* Begin *

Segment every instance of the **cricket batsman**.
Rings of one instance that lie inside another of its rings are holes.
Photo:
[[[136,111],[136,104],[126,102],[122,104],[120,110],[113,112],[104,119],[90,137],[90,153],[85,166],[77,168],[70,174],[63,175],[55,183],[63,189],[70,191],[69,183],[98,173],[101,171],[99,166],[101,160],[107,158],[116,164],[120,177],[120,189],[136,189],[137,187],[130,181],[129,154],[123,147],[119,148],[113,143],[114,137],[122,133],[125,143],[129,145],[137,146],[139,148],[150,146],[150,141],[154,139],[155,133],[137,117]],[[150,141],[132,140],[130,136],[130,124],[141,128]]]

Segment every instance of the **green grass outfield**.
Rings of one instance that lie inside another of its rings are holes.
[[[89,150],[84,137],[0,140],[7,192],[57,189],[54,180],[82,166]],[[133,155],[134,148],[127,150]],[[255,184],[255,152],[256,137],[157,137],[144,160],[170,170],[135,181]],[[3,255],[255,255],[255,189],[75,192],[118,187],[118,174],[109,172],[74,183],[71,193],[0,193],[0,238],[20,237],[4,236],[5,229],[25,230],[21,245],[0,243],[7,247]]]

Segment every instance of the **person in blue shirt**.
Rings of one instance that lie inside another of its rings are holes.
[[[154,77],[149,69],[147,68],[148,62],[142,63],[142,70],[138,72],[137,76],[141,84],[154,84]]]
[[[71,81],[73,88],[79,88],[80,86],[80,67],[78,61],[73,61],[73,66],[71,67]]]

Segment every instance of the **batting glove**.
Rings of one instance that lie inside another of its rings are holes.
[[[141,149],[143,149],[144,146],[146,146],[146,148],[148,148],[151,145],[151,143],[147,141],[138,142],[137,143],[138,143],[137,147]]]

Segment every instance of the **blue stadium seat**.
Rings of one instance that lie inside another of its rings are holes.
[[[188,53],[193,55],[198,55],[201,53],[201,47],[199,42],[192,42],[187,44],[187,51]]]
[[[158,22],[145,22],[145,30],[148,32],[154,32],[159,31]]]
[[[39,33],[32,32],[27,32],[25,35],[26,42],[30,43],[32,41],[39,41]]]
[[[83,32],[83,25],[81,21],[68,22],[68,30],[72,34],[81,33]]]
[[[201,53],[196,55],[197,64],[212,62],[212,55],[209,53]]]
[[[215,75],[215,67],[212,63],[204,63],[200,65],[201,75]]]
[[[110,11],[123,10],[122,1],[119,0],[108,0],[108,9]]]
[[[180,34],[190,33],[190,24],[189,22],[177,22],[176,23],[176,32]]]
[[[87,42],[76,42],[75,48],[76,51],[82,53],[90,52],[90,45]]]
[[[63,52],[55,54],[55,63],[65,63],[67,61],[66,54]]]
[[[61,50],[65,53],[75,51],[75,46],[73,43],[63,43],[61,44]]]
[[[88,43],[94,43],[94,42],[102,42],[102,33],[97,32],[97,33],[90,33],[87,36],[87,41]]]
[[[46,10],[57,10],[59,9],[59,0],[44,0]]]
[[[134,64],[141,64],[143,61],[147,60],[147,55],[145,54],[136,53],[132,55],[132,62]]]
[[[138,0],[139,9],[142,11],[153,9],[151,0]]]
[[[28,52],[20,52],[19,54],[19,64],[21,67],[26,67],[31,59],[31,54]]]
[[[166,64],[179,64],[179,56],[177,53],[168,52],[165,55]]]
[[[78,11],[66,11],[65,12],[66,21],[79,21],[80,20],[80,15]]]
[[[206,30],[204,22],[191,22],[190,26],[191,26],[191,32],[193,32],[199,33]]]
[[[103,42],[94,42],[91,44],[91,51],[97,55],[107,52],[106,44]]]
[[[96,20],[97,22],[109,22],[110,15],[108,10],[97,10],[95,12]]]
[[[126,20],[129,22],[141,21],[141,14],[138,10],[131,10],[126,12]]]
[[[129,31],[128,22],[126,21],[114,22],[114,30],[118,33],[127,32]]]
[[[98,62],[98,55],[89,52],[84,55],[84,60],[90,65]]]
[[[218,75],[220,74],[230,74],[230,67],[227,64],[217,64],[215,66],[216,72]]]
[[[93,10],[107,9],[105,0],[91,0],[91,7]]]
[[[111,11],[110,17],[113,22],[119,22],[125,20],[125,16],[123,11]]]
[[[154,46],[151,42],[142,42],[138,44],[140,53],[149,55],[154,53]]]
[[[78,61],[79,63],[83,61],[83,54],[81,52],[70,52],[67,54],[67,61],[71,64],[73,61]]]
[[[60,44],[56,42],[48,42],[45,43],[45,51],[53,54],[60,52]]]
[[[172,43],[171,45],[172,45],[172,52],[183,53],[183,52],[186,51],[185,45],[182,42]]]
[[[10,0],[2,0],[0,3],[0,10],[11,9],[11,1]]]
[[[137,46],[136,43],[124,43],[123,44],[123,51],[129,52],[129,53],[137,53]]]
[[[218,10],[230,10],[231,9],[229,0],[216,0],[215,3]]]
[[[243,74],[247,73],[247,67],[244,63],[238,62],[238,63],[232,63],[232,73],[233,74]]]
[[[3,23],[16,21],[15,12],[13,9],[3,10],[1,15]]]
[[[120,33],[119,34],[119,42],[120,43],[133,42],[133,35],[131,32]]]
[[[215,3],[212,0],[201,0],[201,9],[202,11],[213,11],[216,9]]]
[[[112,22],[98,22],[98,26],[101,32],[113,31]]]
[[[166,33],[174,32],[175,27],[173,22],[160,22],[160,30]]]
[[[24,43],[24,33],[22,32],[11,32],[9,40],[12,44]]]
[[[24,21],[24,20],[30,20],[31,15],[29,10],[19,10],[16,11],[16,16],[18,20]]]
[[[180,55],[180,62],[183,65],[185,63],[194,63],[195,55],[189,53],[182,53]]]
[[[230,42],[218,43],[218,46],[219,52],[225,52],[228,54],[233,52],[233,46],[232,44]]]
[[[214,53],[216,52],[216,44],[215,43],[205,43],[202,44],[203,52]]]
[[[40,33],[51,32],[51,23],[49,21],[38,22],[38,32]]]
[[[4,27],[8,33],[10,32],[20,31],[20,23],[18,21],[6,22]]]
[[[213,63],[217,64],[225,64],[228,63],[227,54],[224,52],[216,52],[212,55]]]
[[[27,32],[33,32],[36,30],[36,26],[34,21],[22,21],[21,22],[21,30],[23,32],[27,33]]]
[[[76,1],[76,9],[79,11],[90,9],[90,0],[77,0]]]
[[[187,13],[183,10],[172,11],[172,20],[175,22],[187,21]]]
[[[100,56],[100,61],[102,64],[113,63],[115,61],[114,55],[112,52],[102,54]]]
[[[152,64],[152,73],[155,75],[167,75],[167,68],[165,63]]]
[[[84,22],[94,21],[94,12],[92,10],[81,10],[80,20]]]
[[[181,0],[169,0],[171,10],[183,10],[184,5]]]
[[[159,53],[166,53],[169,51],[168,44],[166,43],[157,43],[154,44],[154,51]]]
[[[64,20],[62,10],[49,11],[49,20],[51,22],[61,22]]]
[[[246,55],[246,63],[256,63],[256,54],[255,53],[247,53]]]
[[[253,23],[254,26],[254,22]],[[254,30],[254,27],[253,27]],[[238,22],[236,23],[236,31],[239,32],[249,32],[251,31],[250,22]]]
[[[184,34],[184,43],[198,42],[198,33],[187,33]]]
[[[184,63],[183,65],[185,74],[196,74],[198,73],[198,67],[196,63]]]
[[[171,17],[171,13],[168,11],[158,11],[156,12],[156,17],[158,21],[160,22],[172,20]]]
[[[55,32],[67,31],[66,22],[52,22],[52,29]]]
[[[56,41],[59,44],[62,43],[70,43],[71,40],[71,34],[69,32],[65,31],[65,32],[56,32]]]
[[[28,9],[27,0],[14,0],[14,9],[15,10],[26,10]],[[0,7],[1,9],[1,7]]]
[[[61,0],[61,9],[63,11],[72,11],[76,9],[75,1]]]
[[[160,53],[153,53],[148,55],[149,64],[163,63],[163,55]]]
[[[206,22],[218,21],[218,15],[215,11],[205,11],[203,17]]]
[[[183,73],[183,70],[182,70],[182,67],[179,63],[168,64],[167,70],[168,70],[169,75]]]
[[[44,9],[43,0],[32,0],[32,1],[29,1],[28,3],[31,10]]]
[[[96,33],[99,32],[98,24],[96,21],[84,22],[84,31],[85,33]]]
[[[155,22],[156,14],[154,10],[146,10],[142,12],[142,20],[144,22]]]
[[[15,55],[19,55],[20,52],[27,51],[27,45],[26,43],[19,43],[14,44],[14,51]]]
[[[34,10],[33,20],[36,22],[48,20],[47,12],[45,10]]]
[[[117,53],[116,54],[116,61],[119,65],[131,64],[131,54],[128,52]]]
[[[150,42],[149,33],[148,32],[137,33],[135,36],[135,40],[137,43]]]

* End *

AIM:
Identify each line of the data above that contains the word "Segment" and copy it out. Treat uppercase and lowercase as different, so count only lines that match its capitalization.

ANSWER TO THIS EXERCISE:
Segment every instance of the **cricket batsman**.
Segment every instance of the **green grass outfield**.
Segment every instance of the **person in blue shirt**.
Segment every instance of the **batting glove**.
Segment every instance of the **blue stadium seat**.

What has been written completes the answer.